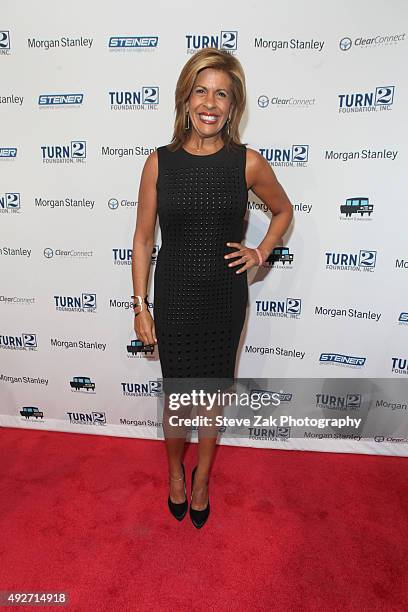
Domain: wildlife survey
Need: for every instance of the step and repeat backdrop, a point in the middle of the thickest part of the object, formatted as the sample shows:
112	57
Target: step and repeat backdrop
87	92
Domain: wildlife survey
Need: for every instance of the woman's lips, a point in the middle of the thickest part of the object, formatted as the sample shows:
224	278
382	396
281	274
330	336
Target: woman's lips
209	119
****************
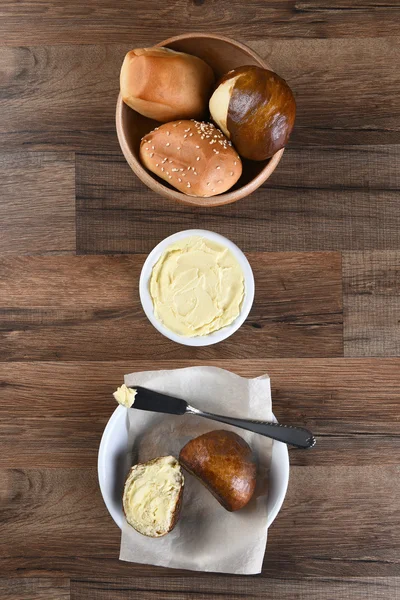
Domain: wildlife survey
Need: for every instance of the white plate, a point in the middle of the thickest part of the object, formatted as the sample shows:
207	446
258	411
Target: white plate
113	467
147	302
****************
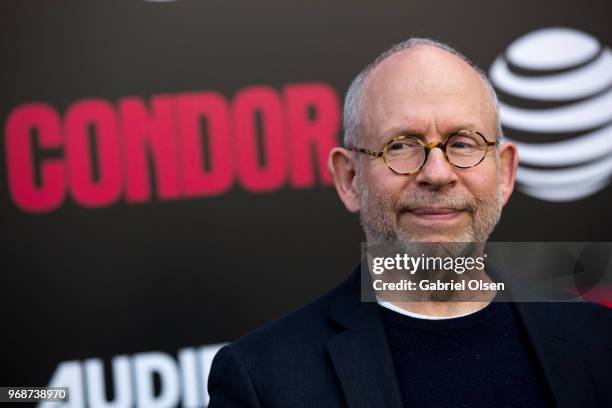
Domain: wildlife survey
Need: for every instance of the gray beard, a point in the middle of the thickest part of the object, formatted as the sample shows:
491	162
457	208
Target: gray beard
****************
--- Aim of the task ---
From the listing above, return every line that contains the word "point".

--- Answer to the exercise ---
Need: for every instance of the step and repeat backdrop, a point in the middle of the thickest part of the object, formatted as the sample shows:
Need: for every instance of the woman's lips, a point in the middle of the thickest part of the object, formatted as the sample shows:
Need: for every instance of the white plate, a point in the middle of the thickest part of the object, formatted as the sample shows:
Need: for every instance of the gray beard, a point in the middle of the thickest part of the object, formatted as the sample shows:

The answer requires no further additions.